§ THE TASK:
In the entries that follow, the lines from the one with "Segment dog's ear from the image above." through the one with "Segment blue harness from the image above." are the ones to write out, exactly and with both ends included. Nothing else should appear.

§ DATA SHOWN:
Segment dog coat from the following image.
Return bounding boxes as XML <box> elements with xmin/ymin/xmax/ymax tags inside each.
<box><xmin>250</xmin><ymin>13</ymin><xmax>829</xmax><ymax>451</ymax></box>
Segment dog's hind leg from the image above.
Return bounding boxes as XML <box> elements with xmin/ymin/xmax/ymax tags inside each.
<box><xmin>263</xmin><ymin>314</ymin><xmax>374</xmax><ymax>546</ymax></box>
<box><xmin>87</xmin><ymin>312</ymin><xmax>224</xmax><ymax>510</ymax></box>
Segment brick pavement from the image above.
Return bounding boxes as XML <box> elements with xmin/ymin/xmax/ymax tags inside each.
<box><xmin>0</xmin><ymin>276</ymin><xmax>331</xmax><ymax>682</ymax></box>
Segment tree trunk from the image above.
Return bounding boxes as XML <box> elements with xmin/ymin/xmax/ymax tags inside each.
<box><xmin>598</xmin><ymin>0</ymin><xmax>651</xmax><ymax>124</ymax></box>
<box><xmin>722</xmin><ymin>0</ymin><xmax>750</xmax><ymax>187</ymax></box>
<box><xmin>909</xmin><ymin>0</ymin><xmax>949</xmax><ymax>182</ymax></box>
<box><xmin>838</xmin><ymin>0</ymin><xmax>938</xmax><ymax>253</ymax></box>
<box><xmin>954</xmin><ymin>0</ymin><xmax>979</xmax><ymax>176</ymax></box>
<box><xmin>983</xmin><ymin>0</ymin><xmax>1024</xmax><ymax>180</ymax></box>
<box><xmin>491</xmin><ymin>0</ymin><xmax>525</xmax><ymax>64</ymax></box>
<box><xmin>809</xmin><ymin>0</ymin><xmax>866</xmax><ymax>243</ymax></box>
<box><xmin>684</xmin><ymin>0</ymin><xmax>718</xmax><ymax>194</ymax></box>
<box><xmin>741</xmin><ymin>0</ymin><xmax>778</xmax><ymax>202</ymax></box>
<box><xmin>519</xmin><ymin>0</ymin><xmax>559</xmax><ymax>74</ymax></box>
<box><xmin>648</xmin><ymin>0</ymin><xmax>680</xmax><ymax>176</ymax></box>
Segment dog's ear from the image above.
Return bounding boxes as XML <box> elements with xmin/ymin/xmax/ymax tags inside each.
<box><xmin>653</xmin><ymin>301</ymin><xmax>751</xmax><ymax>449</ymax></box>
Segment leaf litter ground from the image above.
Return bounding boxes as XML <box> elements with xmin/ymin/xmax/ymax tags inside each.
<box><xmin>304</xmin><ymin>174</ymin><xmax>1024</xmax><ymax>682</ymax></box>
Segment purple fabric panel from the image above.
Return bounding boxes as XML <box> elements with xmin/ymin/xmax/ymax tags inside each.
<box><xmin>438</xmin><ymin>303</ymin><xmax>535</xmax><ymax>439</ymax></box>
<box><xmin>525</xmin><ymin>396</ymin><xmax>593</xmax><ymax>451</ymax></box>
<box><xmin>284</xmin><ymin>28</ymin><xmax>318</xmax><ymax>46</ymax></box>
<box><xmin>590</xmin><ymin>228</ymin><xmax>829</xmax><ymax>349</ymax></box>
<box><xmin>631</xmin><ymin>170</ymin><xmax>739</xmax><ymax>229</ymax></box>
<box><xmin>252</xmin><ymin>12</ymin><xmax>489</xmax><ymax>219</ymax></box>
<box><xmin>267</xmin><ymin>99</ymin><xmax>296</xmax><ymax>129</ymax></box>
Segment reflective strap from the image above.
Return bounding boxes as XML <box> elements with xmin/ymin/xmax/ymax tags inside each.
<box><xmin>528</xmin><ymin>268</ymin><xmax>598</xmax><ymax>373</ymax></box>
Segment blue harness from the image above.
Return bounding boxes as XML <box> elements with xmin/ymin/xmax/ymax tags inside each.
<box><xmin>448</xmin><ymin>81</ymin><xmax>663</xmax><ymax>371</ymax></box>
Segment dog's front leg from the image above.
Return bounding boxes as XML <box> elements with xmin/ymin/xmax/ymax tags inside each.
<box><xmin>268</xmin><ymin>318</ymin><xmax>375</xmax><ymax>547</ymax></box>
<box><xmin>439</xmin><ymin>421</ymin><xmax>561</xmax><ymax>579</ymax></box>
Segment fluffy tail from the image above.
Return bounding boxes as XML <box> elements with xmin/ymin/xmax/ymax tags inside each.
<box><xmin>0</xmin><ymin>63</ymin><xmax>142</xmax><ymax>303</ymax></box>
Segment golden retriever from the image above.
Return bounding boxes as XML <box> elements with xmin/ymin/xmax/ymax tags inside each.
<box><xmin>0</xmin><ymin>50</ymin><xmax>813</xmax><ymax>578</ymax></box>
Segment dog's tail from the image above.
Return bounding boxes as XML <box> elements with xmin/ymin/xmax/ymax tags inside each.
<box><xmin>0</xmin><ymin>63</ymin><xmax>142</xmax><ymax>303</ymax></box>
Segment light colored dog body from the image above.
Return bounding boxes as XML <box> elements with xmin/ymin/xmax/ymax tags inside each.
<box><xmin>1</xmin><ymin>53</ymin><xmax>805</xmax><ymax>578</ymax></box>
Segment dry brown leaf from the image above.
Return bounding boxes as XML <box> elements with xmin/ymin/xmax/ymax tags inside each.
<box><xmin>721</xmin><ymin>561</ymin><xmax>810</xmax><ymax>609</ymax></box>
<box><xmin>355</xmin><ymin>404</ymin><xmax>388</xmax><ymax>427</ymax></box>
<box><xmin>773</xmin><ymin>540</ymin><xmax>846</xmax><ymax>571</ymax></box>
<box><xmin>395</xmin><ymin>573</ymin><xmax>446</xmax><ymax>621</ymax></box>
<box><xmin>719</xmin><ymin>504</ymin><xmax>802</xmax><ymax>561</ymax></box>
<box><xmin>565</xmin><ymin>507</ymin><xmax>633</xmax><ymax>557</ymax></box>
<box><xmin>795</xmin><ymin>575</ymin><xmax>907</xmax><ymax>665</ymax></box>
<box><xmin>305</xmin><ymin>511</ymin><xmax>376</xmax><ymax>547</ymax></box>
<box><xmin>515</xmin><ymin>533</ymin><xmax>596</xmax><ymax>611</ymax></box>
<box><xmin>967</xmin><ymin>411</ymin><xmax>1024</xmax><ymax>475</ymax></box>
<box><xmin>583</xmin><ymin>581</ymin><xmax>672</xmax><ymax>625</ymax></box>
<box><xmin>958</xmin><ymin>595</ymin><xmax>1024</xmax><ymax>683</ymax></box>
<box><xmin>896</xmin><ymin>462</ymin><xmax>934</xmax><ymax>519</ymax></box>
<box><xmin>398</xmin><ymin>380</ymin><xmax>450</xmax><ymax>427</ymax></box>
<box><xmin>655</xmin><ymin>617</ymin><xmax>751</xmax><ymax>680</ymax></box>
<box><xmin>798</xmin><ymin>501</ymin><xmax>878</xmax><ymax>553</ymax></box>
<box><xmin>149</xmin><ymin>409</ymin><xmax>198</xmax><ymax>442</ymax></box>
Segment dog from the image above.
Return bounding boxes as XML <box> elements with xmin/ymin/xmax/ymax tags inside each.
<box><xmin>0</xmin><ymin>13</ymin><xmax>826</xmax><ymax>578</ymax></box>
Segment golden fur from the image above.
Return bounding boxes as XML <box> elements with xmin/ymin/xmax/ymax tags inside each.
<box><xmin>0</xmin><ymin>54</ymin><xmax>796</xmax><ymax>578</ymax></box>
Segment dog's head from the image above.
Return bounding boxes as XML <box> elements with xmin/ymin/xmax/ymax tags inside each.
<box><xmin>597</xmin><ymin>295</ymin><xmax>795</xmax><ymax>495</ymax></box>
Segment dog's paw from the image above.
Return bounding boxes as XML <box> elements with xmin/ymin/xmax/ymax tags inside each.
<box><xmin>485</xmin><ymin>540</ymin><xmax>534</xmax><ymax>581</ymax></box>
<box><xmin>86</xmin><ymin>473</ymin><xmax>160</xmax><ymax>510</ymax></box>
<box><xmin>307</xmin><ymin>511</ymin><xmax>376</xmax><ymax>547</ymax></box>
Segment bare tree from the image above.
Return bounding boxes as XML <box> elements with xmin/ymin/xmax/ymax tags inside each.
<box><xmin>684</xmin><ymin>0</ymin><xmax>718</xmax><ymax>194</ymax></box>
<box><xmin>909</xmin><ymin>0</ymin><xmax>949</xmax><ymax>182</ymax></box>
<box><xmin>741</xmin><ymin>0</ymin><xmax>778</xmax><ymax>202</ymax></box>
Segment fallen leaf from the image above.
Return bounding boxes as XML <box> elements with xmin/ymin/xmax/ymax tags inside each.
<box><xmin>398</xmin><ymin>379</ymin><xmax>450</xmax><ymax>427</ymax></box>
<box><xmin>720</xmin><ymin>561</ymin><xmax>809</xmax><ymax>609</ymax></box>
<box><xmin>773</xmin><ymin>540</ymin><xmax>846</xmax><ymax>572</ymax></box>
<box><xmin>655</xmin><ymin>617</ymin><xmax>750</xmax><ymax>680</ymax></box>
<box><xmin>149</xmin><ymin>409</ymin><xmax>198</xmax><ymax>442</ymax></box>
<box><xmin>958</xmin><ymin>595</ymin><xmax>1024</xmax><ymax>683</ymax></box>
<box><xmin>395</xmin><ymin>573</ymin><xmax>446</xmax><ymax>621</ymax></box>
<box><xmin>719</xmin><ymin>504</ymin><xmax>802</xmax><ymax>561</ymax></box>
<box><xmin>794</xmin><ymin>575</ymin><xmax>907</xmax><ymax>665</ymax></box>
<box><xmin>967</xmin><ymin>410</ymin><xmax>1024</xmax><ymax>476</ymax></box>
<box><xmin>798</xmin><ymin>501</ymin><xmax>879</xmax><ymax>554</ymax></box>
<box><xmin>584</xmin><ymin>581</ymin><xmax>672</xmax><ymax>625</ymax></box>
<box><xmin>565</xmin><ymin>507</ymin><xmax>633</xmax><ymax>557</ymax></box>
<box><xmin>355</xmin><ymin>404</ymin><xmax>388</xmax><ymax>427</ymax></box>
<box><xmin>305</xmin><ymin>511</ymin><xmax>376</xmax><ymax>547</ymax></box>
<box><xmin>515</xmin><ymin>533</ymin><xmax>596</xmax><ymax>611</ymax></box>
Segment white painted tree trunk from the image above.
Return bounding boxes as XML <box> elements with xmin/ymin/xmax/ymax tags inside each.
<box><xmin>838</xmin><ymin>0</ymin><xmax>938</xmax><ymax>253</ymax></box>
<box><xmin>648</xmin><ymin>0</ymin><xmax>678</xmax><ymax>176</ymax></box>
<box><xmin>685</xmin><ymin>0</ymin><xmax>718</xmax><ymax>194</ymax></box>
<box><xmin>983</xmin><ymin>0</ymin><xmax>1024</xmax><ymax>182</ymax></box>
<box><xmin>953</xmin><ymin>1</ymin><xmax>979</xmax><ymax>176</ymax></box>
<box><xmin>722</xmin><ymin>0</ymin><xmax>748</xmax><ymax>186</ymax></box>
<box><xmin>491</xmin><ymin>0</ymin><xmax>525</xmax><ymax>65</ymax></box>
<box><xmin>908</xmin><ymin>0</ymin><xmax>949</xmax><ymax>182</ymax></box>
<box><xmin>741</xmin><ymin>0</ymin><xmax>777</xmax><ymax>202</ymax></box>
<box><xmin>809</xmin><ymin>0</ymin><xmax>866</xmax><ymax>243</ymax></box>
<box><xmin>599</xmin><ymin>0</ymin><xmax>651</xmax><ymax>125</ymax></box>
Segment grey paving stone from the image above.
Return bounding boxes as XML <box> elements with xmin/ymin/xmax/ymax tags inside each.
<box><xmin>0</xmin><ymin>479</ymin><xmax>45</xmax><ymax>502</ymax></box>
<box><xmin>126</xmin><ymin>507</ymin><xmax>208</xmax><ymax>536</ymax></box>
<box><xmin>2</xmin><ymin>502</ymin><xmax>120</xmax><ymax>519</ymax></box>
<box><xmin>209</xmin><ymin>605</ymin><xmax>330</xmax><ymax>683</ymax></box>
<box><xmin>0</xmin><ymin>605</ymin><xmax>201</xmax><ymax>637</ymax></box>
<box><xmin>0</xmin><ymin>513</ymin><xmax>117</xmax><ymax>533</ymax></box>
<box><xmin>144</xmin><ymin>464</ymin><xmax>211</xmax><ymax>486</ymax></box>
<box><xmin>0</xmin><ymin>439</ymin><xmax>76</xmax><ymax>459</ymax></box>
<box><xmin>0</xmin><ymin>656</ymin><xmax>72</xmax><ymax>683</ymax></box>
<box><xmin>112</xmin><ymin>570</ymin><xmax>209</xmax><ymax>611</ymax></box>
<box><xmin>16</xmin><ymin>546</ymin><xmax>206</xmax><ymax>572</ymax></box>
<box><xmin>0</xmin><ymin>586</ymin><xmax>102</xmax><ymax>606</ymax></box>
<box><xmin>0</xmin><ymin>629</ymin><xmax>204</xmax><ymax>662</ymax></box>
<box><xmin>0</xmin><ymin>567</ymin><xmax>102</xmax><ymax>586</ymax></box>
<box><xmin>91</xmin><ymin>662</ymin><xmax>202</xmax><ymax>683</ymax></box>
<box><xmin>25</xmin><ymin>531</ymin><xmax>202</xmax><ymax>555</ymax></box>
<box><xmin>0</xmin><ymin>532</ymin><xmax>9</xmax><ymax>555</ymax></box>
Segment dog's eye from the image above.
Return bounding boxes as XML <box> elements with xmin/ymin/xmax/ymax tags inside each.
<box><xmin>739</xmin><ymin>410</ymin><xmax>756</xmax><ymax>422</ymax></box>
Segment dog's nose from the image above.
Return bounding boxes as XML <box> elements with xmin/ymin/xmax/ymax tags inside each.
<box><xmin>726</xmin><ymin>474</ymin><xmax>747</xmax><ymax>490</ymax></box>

§ SOLUTION TO THE PROBLEM:
Segment dog's ear from the image above.
Return bounding boxes as XML <box> elements with xmin/ymin/xmax/ymax tags inside each.
<box><xmin>653</xmin><ymin>301</ymin><xmax>751</xmax><ymax>449</ymax></box>
Segment leaf litter ground from the image above.
Return bounding boxes as XML <box> elements with xmin/ymin/xmax/ymax tags inside each.
<box><xmin>304</xmin><ymin>174</ymin><xmax>1024</xmax><ymax>682</ymax></box>
Segment purple fabric panel from the image above.
Return bounding boxes as XML <box> elements with xmin/ymin/xmax/ymax tags inside each.
<box><xmin>438</xmin><ymin>303</ymin><xmax>535</xmax><ymax>439</ymax></box>
<box><xmin>525</xmin><ymin>396</ymin><xmax>593</xmax><ymax>451</ymax></box>
<box><xmin>284</xmin><ymin>28</ymin><xmax>318</xmax><ymax>46</ymax></box>
<box><xmin>590</xmin><ymin>228</ymin><xmax>829</xmax><ymax>349</ymax></box>
<box><xmin>631</xmin><ymin>170</ymin><xmax>739</xmax><ymax>229</ymax></box>
<box><xmin>252</xmin><ymin>12</ymin><xmax>489</xmax><ymax>219</ymax></box>
<box><xmin>267</xmin><ymin>99</ymin><xmax>296</xmax><ymax>129</ymax></box>
Segment reflective strap from the image above.
Return bounding boxes as XML <box> elements with xmin/ymin/xmax/ymax tags inside each.
<box><xmin>528</xmin><ymin>268</ymin><xmax>598</xmax><ymax>373</ymax></box>
Segment blue harness from the image above.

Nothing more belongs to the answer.